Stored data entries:
══════════════════════════════

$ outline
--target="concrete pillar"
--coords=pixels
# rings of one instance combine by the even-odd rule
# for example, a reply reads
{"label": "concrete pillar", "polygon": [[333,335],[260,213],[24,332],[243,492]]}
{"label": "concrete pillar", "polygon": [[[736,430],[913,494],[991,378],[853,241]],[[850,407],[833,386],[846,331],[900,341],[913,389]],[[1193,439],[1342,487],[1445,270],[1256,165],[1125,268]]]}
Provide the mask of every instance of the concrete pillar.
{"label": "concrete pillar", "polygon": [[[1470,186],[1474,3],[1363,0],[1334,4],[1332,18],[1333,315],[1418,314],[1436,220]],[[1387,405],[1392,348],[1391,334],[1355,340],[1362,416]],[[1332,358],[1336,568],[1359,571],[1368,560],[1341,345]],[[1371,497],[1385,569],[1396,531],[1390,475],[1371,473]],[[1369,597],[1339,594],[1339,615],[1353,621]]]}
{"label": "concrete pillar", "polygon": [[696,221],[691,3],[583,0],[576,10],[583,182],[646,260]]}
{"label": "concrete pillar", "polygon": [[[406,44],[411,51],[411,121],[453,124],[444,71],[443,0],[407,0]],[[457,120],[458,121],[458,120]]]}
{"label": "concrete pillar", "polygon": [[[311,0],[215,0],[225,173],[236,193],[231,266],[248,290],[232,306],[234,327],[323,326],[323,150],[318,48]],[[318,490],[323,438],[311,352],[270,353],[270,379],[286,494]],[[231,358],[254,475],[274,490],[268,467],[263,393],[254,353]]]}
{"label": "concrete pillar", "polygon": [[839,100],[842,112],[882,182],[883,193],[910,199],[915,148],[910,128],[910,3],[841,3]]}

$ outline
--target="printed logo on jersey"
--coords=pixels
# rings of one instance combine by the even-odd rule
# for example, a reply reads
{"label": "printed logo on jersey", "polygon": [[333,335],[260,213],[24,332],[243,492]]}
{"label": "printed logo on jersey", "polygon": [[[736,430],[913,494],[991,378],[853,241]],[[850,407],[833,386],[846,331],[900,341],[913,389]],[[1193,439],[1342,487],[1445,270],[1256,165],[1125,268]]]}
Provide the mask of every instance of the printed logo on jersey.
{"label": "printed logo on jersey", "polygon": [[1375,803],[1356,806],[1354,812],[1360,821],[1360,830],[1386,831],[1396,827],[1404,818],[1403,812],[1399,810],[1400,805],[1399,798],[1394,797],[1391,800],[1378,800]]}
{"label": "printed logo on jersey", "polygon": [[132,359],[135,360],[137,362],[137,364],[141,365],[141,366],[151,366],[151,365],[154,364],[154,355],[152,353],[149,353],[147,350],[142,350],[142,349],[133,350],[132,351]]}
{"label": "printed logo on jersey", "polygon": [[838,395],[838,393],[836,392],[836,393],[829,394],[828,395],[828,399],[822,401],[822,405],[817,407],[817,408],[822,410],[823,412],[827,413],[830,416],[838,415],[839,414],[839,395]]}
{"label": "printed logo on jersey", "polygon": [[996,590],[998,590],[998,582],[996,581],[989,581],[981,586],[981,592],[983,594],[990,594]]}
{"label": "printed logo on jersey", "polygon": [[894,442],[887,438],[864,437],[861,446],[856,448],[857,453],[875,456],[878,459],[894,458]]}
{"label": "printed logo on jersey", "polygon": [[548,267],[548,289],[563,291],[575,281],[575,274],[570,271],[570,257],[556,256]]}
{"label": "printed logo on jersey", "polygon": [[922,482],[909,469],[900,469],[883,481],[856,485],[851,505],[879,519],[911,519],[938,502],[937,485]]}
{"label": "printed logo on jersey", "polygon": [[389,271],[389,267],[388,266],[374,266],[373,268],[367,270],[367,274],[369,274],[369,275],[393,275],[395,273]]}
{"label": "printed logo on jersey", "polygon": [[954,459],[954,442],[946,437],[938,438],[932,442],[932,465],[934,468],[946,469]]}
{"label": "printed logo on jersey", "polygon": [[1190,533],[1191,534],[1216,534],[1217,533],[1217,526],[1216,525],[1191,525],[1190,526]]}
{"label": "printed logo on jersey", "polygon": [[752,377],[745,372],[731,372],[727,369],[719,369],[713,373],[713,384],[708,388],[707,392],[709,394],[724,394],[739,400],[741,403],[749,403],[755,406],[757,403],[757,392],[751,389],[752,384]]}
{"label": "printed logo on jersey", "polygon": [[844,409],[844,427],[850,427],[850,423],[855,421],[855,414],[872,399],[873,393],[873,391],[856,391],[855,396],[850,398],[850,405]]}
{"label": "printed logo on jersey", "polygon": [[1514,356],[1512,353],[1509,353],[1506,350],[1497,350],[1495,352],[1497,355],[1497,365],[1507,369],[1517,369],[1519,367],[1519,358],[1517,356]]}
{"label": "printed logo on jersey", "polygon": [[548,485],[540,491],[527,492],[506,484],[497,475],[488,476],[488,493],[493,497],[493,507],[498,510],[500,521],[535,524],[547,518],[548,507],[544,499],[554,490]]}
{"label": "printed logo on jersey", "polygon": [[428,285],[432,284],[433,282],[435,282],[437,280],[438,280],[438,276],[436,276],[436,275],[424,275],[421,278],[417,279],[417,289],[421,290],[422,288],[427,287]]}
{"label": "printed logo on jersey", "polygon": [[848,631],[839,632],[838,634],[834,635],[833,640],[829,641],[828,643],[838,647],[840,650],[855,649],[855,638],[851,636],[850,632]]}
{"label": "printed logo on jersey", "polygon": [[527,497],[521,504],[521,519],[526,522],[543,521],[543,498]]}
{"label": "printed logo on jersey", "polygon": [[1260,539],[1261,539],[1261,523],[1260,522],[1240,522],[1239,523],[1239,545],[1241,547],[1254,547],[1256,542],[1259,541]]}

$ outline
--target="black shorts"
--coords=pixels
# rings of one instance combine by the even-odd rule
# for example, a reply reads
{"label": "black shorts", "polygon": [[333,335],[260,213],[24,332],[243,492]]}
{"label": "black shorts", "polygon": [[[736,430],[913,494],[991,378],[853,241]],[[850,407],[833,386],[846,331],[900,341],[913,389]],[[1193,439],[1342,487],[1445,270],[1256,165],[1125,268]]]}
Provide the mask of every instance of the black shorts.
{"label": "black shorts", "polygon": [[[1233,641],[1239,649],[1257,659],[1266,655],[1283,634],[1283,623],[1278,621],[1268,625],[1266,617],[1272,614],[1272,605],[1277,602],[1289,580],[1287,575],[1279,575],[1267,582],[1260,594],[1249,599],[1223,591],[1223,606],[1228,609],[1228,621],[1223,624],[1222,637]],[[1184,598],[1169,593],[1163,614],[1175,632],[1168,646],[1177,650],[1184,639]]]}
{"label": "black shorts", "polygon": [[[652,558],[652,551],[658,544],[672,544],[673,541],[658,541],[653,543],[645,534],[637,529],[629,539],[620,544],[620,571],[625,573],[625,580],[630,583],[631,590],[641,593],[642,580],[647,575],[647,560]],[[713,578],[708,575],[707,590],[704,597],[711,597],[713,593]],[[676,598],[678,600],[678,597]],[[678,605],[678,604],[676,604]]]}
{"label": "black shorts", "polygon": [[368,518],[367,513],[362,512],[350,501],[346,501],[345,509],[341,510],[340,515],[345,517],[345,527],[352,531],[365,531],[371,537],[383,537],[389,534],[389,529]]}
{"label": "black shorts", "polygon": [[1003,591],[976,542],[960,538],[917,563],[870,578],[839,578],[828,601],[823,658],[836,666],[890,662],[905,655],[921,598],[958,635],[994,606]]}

══════════════════════════════

**INSTRUCTIONS FOR THE TASK:**
Write out the data again in full. Match it exactly.

**RESPONSE TO THIS EXERCISE:**
$ outline
--target="concrete pillar"
--coords=pixels
# rings of one instance combine by the even-odd rule
# for example, a reply reads
{"label": "concrete pillar", "polygon": [[333,335],[260,213],[24,332],[243,492]]}
{"label": "concrete pillar", "polygon": [[[736,430],[913,494],[991,378],[853,241]],[[850,407],[833,386],[846,331],[900,341],[913,389]],[[1193,439],[1342,487],[1445,270],[1256,165],[1125,268]]]}
Provide the mask of every instance of the concrete pillar.
{"label": "concrete pillar", "polygon": [[[1470,186],[1474,3],[1363,0],[1334,4],[1332,18],[1333,315],[1418,314],[1436,220]],[[1387,405],[1392,348],[1391,334],[1355,340],[1362,416]],[[1332,358],[1336,568],[1359,571],[1368,560],[1341,345]],[[1371,497],[1385,569],[1396,531],[1390,475],[1371,473]],[[1369,597],[1339,594],[1339,615],[1353,621]]]}
{"label": "concrete pillar", "polygon": [[696,221],[691,3],[583,0],[576,10],[583,182],[646,260]]}
{"label": "concrete pillar", "polygon": [[[406,44],[411,51],[411,121],[453,124],[444,71],[443,0],[407,0]],[[457,120],[458,121],[458,120]]]}
{"label": "concrete pillar", "polygon": [[[311,0],[215,0],[225,173],[236,193],[231,266],[248,290],[232,306],[234,327],[323,326],[323,150],[318,48]],[[318,490],[323,438],[311,352],[270,353],[270,379],[286,494]],[[231,358],[254,475],[274,490],[268,467],[263,393],[254,353]]]}
{"label": "concrete pillar", "polygon": [[839,100],[842,112],[882,182],[883,193],[910,199],[915,148],[910,128],[910,3],[841,3]]}

$ outline
--target="printed logo on jersey"
--coords=pixels
# rings of one instance combine by the even-odd rule
# for example, a reply reads
{"label": "printed logo on jersey", "polygon": [[333,335],[260,213],[24,332],[243,492]]}
{"label": "printed logo on jersey", "polygon": [[[736,430],[913,494],[991,378],[853,241]],[[850,407],[833,386],[846,331],[900,341],[913,389]],[[1193,439],[1342,487],[1445,270],[1256,165],[1125,268]]]}
Provide the mask of every instance of the printed logo on jersey.
{"label": "printed logo on jersey", "polygon": [[1375,803],[1356,806],[1354,812],[1360,821],[1360,830],[1386,831],[1396,827],[1404,818],[1403,812],[1399,810],[1400,805],[1399,798],[1394,797],[1391,800],[1378,800]]}
{"label": "printed logo on jersey", "polygon": [[132,359],[135,360],[137,362],[137,364],[141,365],[141,366],[151,366],[151,365],[154,364],[154,355],[152,353],[149,353],[147,350],[142,350],[142,349],[133,350],[132,351]]}
{"label": "printed logo on jersey", "polygon": [[838,395],[838,393],[836,392],[836,393],[829,394],[828,395],[828,399],[822,401],[822,405],[817,407],[817,408],[822,410],[823,412],[827,413],[830,416],[838,415],[839,414],[839,395]]}
{"label": "printed logo on jersey", "polygon": [[996,590],[998,590],[998,582],[996,581],[989,581],[981,586],[981,592],[983,594],[990,594]]}
{"label": "printed logo on jersey", "polygon": [[894,442],[887,438],[864,437],[861,446],[856,448],[857,453],[875,456],[878,459],[894,458]]}
{"label": "printed logo on jersey", "polygon": [[548,267],[548,289],[563,291],[575,281],[575,274],[570,271],[570,257],[556,256]]}
{"label": "printed logo on jersey", "polygon": [[922,482],[909,469],[900,469],[883,481],[856,485],[851,505],[879,519],[911,519],[938,502],[937,485]]}
{"label": "printed logo on jersey", "polygon": [[389,271],[389,267],[388,266],[374,266],[373,268],[367,270],[367,274],[369,274],[369,275],[393,275],[395,273]]}
{"label": "printed logo on jersey", "polygon": [[954,459],[954,442],[946,437],[938,438],[932,442],[932,465],[934,468],[946,469]]}
{"label": "printed logo on jersey", "polygon": [[1190,533],[1191,534],[1216,534],[1217,533],[1217,526],[1216,525],[1191,525],[1190,526]]}
{"label": "printed logo on jersey", "polygon": [[752,377],[745,372],[731,372],[727,369],[719,369],[713,373],[713,384],[708,388],[707,392],[709,394],[724,394],[739,400],[741,403],[749,403],[755,406],[757,403],[757,392],[751,389],[752,384]]}
{"label": "printed logo on jersey", "polygon": [[844,409],[844,427],[850,427],[850,423],[855,421],[855,414],[872,399],[873,393],[873,391],[856,391],[855,396],[850,398],[850,405]]}
{"label": "printed logo on jersey", "polygon": [[1514,356],[1512,353],[1509,353],[1506,350],[1497,350],[1495,352],[1497,355],[1497,365],[1507,369],[1517,369],[1519,367],[1519,358],[1517,356]]}
{"label": "printed logo on jersey", "polygon": [[548,485],[540,491],[527,492],[506,484],[497,475],[488,476],[488,493],[493,497],[493,507],[498,510],[500,521],[535,524],[547,518],[548,507],[544,499],[554,490]]}
{"label": "printed logo on jersey", "polygon": [[428,285],[432,284],[433,282],[435,282],[437,280],[438,280],[438,276],[436,276],[436,275],[424,275],[421,278],[417,279],[417,289],[421,290],[422,288],[427,287]]}
{"label": "printed logo on jersey", "polygon": [[848,631],[839,632],[838,634],[834,635],[833,640],[829,641],[828,643],[838,647],[840,650],[855,649],[855,638],[851,636],[850,632]]}
{"label": "printed logo on jersey", "polygon": [[527,497],[521,504],[521,519],[526,522],[543,521],[543,498]]}
{"label": "printed logo on jersey", "polygon": [[1260,539],[1261,539],[1261,523],[1260,522],[1240,522],[1239,523],[1239,545],[1241,547],[1254,547],[1256,542],[1259,541]]}

$ outline
--target="black shorts"
--coords=pixels
# rings of one instance combine by the even-odd rule
# for example, a reply reads
{"label": "black shorts", "polygon": [[333,335],[260,213],[24,332],[243,492]]}
{"label": "black shorts", "polygon": [[[736,430],[913,494],[991,378],[853,241]],[[850,407],[833,386],[846,331],[900,341],[913,389]],[[1193,439],[1342,487],[1445,270],[1256,165],[1125,268]]]}
Provide the mask of every instance of the black shorts.
{"label": "black shorts", "polygon": [[[1233,641],[1239,649],[1257,659],[1266,655],[1283,634],[1283,623],[1278,621],[1268,625],[1266,617],[1272,614],[1272,605],[1277,602],[1289,580],[1287,575],[1279,575],[1267,582],[1260,594],[1249,599],[1223,591],[1223,606],[1228,609],[1228,621],[1223,624],[1222,637]],[[1184,598],[1169,593],[1163,614],[1175,632],[1168,646],[1177,650],[1184,639]]]}
{"label": "black shorts", "polygon": [[[652,558],[652,551],[658,544],[672,544],[673,541],[658,541],[653,543],[645,534],[637,529],[629,539],[620,544],[620,571],[625,573],[625,580],[630,583],[631,590],[641,593],[642,580],[647,575],[647,560]],[[713,578],[708,575],[707,590],[704,597],[711,597],[713,593]],[[676,598],[678,600],[678,597]],[[678,605],[678,604],[676,604]]]}
{"label": "black shorts", "polygon": [[368,518],[367,513],[362,512],[350,501],[346,501],[345,509],[341,510],[340,515],[345,517],[345,527],[352,531],[365,531],[371,537],[383,537],[389,534],[389,529]]}
{"label": "black shorts", "polygon": [[1003,591],[976,542],[960,538],[917,563],[870,578],[839,578],[828,601],[823,658],[836,666],[890,662],[905,655],[921,598],[958,635],[994,606]]}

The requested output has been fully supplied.